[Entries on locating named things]
================================

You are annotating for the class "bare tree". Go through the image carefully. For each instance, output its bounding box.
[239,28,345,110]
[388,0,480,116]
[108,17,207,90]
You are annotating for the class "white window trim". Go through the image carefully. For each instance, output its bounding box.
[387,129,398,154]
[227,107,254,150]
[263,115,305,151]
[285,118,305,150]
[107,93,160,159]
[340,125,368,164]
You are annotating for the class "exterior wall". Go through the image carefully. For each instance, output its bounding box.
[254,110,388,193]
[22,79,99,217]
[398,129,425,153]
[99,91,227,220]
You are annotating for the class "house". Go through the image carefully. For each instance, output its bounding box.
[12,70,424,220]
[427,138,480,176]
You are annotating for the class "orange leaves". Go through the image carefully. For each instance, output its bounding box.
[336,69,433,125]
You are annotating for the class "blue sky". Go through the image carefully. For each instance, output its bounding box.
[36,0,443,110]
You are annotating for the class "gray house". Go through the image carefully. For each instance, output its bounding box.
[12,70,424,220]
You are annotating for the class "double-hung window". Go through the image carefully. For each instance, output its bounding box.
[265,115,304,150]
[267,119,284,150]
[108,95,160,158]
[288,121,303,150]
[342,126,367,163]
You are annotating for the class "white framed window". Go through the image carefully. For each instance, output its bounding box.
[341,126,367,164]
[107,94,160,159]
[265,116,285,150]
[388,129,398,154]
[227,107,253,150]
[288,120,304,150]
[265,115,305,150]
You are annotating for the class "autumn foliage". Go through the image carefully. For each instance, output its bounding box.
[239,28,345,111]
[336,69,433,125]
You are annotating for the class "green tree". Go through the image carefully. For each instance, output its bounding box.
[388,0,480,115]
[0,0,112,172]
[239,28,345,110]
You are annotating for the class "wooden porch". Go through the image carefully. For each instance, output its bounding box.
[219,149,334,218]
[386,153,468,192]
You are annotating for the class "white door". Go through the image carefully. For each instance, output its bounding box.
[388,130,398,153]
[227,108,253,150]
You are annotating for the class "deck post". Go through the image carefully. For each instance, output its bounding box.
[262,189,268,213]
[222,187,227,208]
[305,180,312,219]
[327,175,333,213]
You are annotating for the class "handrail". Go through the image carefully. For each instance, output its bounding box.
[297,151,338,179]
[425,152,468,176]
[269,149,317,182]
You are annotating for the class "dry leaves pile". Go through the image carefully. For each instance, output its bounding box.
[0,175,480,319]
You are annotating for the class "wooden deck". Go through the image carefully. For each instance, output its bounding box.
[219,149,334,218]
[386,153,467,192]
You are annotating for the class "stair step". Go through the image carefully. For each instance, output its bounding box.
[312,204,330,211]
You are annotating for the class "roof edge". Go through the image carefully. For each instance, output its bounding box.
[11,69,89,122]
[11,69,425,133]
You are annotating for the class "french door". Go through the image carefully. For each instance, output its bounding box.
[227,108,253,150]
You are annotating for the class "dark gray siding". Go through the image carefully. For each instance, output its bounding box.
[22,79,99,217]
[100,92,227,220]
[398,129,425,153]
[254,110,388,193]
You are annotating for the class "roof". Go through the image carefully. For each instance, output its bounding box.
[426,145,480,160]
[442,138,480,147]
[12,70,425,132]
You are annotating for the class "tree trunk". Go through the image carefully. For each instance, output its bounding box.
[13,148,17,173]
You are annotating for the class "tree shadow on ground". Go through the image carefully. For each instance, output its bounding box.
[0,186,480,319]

================================

→ Task prompt
Every line above needs to be retyped exactly.

→ Reply
You are annotating for the class "bare tree". Go through the image carefully. For each instance, output its bounding box.
[239,28,345,110]
[388,0,480,116]
[108,17,207,90]
You are annotating for the class "white window trim". Go through the image carefully. For each instance, output its bounding box.
[387,129,398,154]
[227,107,254,150]
[263,115,305,151]
[285,118,305,150]
[107,93,160,159]
[340,125,368,164]
You are annotating for the class "exterior wall". Go through the image carefully. For each instance, output its bounding box.
[254,110,388,193]
[22,79,99,217]
[398,129,425,153]
[99,91,227,220]
You are annotating for the class "house". Go through the image carefully. For each instance, output its bounding box.
[12,70,424,220]
[427,138,480,176]
You are annotating for the class "orange leaves". Go through the image carefully. For each instance, output its bounding box.
[336,69,433,125]
You are annotating for the class "blue sky". Go through the image carefully. For each instance, output its bounding box.
[36,0,443,110]
You are annotating for the class "gray house". Go through the image carefully. For each instance, output its bounding box.
[12,70,424,220]
You are annotating for the class "double-hung window". Go through the image carefully. For each instance, output its bounding box.
[265,115,304,150]
[267,119,284,150]
[108,95,160,158]
[288,121,303,150]
[342,126,367,163]
You are annotating for the class "white framed window". Go through the image carefully. For each instance, output its bounding box.
[341,126,367,164]
[107,94,160,159]
[265,116,285,150]
[388,129,398,154]
[227,107,253,150]
[288,120,304,150]
[265,115,305,150]
You are annotating for the class "autumn foliage". Go through the image carefully. For each instance, output its bounding box.
[239,28,345,111]
[336,69,433,125]
You are annotating for the class "green tree". Go through the image carefully. For each instance, output its bounding box.
[388,0,480,115]
[0,0,112,172]
[239,28,345,110]
You are annotating for the class "wooden porch". Go through the image carefully. For each instance, output its bounding box.
[219,149,334,218]
[386,153,468,192]
You are annotating for the class "white door". Go through the image carefully. For each instance, output its bounding box.
[388,130,398,153]
[227,108,253,150]
You are annotating for the class "deck post". Go through the image carefully. For each instance, output its bounding box.
[262,189,268,213]
[222,187,227,208]
[305,180,312,219]
[327,175,333,213]
You are annotating for the class "handrail". Go through the image carefully. For each instance, output its bounding box.
[297,151,338,179]
[425,152,468,176]
[269,149,317,182]
You are annotating for the class "dry leaves pile". Go through the image carefully. For each instance, output its bounding box.
[0,175,480,319]
You are annotating for the class "wooden deck". Go through the image carefully. For each instance, output its bounding box.
[219,149,334,218]
[386,153,467,192]
You are annotating for the class "stair step". Go through the image carefully. For each instance, output its bounding box.
[312,204,330,211]
You are annotating for the class "roof edge". Go through the image carefully. For each instance, output its bounding box.
[11,69,89,122]
[11,69,425,133]
You are annotating for the class "french door". Go through the image carefully. For each instance, output its bounding box.
[227,108,253,150]
You are annotating for the class "dark gray siding". Go through the image carefully. For each instance, output its bounding box.
[22,79,99,217]
[100,92,227,220]
[398,129,425,153]
[254,110,388,193]
You are annotating for the class "roof". Go through the image carefully. For each instance, output its bounding box.
[426,145,480,160]
[442,138,480,147]
[12,70,425,132]
You are annotating for the class "tree trunk". Go through the image carefully. For each instance, output its bounding box.
[13,148,17,173]
You are annotating for the class "tree shadow on ground". Go through the image carefully. For each instance, output its bounding box.
[0,186,480,319]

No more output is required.